▶ **Records for the exercise**:
○ ○ ○

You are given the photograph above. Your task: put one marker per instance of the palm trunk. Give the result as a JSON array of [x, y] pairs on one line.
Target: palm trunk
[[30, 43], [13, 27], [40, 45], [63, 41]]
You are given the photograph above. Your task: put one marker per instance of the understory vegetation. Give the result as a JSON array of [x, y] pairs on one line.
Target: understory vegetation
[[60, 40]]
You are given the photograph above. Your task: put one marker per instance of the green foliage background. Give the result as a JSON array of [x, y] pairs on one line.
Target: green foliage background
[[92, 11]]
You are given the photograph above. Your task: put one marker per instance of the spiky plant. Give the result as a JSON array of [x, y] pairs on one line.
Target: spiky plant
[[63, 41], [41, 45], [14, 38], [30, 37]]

○ ○ ○

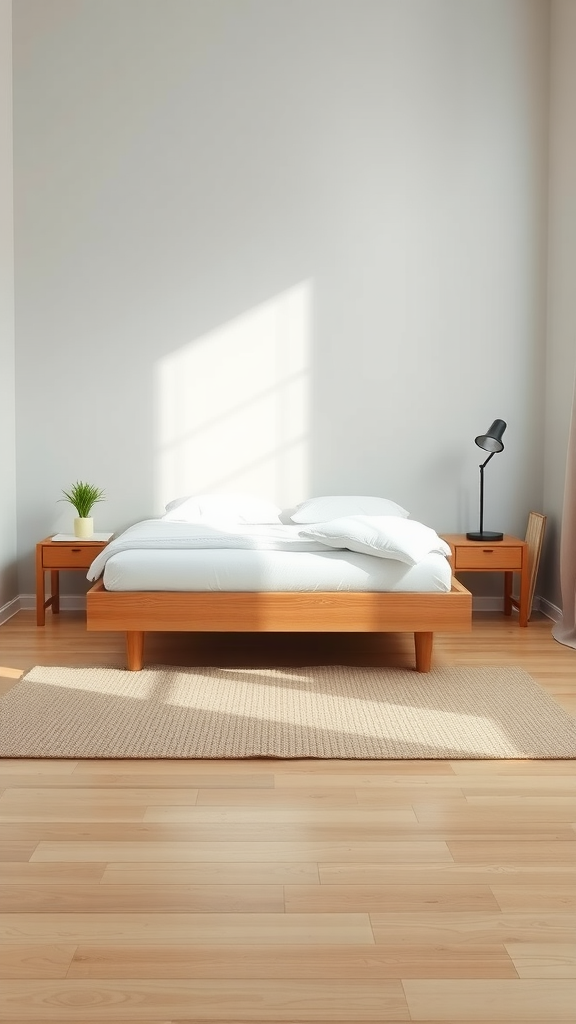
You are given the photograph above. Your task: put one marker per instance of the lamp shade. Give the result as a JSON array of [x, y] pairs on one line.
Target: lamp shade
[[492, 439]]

○ ○ ○

▶ **Exercise instructions**: Pull out the lines that start at the one containing "of the spiky" and end at the one containing "[[63, 41], [41, 45], [14, 38], [30, 37]]", and reproduce them word for word.

▶ **Problem solution**:
You are given the photograph above. Your task: put one marker per instance of the spiky plant. Give the result as a JSON array of [x, y] pairs on one line.
Target: spiky plant
[[63, 41], [41, 45], [14, 38], [30, 37]]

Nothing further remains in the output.